***** Stored data
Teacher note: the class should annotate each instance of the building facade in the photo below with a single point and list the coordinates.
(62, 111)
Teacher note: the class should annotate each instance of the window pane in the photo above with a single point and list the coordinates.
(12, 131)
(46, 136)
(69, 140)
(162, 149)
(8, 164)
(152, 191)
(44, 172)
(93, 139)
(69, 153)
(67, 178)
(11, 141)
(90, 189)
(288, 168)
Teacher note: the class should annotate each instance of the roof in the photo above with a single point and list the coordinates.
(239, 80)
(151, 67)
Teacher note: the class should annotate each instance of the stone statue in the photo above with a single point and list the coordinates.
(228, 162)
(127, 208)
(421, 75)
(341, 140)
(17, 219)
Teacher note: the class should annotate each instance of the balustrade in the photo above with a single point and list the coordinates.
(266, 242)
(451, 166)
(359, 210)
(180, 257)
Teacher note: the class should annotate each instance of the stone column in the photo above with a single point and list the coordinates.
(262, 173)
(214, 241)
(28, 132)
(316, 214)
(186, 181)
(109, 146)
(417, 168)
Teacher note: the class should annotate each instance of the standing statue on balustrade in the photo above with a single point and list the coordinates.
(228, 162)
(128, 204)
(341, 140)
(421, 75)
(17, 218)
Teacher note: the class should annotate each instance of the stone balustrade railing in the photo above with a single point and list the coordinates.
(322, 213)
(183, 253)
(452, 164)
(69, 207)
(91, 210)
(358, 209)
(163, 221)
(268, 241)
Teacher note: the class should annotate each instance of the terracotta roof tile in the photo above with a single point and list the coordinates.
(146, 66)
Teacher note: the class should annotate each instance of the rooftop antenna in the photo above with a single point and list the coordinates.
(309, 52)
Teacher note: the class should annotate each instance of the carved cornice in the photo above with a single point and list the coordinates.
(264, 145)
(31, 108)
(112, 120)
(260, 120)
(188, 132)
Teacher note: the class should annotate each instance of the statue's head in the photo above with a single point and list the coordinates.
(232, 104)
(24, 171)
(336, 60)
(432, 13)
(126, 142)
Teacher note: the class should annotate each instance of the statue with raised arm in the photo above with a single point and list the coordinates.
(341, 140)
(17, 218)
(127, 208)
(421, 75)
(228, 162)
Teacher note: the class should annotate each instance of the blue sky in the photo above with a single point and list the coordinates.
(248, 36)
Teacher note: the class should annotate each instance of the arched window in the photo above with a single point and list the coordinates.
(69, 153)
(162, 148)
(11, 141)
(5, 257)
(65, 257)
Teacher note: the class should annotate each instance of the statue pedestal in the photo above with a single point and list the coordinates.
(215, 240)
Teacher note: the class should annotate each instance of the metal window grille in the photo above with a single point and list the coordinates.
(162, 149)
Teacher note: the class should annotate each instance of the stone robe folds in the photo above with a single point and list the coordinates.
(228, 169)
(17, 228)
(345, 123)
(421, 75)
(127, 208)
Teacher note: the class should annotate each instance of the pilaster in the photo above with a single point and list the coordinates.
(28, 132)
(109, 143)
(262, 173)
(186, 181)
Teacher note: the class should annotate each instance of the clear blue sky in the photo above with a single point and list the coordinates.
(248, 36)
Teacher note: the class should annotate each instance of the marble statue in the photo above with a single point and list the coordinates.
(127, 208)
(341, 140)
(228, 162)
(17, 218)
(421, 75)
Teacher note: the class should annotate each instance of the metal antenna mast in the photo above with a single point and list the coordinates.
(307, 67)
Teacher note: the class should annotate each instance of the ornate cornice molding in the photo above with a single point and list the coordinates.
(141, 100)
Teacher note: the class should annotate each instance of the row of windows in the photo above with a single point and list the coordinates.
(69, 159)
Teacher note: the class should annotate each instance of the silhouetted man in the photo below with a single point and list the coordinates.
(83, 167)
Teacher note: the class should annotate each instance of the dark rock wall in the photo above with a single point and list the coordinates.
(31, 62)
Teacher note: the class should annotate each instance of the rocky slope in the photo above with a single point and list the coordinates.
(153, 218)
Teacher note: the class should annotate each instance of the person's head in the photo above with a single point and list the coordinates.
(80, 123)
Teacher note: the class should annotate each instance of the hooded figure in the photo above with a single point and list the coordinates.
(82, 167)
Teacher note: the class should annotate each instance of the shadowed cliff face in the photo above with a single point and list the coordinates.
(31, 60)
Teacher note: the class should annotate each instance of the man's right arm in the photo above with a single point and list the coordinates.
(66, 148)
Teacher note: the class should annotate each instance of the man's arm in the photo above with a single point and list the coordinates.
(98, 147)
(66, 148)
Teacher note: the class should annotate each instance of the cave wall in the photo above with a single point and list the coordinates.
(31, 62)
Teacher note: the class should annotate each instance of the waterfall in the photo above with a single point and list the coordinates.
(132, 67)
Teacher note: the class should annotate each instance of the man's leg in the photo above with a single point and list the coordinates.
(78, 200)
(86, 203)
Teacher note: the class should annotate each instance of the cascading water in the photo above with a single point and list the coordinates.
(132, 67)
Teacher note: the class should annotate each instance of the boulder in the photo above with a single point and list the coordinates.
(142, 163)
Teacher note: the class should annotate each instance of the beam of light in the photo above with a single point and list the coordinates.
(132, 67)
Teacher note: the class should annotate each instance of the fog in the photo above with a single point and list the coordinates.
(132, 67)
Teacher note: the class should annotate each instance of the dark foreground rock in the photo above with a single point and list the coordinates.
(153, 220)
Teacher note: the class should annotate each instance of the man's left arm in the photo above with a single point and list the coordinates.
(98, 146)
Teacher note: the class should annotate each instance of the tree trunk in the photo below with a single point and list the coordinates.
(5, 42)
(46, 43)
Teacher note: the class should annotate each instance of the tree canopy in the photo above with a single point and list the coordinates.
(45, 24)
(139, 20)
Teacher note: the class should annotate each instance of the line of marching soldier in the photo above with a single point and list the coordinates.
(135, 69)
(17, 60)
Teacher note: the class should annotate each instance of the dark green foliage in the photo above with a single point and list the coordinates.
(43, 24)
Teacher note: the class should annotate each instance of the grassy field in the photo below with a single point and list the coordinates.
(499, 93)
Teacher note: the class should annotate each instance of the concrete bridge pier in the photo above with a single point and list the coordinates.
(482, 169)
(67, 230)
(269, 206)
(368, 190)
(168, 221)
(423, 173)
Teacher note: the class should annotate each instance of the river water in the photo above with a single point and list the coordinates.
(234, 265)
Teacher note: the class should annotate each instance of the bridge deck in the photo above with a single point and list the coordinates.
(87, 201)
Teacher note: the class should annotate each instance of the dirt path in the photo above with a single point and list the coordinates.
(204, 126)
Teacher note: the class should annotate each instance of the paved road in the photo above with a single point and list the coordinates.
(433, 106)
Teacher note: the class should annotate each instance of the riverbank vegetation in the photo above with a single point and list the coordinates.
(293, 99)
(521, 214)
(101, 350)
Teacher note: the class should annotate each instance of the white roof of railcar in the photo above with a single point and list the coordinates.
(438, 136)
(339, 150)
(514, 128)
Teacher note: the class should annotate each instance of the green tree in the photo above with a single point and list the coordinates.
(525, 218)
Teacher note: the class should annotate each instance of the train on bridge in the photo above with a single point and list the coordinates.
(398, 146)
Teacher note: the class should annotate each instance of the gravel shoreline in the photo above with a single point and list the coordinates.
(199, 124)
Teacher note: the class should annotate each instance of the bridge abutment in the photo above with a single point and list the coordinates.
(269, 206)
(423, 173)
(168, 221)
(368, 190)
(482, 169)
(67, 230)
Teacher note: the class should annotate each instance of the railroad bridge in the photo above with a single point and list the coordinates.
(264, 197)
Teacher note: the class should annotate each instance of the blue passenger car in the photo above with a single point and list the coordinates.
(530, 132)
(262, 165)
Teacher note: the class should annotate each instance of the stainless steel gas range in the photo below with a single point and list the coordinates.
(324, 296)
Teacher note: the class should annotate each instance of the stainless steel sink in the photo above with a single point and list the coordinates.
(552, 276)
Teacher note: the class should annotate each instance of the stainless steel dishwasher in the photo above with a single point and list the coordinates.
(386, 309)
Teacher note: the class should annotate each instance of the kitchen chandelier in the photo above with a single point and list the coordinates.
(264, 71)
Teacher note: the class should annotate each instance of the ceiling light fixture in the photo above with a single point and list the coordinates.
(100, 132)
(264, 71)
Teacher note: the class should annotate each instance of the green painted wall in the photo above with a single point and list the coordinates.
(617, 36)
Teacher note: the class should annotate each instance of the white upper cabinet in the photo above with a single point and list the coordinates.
**********
The problem: Could you repeat the listing from the line with "the blue passenger" through the end of the listing, switching "stainless steel" to "brushed nickel" and leaving everything else as it is?

Full output:
Teacher note: the class should annotate each instance of the blue passenger car in the photo above with a single point and list the coordinates.
(530, 132)
(262, 165)
Teacher note: the class should annotate each instance of the brushed nickel gas range in the photo below with a single point and list the coordinates.
(324, 296)
Teacher note: the class should annotate each instance of the brushed nickel sink in the photo above with a single point and list the coordinates.
(552, 276)
Teacher note: the class should annotate each instance of the brushed nickel dishwasher in the photo above with a single point and list the coordinates.
(386, 309)
Teacher note: the class should annotate each instance of the kitchen chandelier in the photo above with a single point and list the coordinates.
(264, 71)
Teacher note: the class should annotate each instance of the ceiling light fixture in the photo above with a single point and list the coordinates.
(100, 132)
(264, 71)
Teacher note: the class should annotate each instance of the green painted wall in the photo above with a single point and list the coordinates.
(617, 36)
Teacher note: the class should annotate each instance of the white upper cabinet in the photo above with a single point and list the coordinates.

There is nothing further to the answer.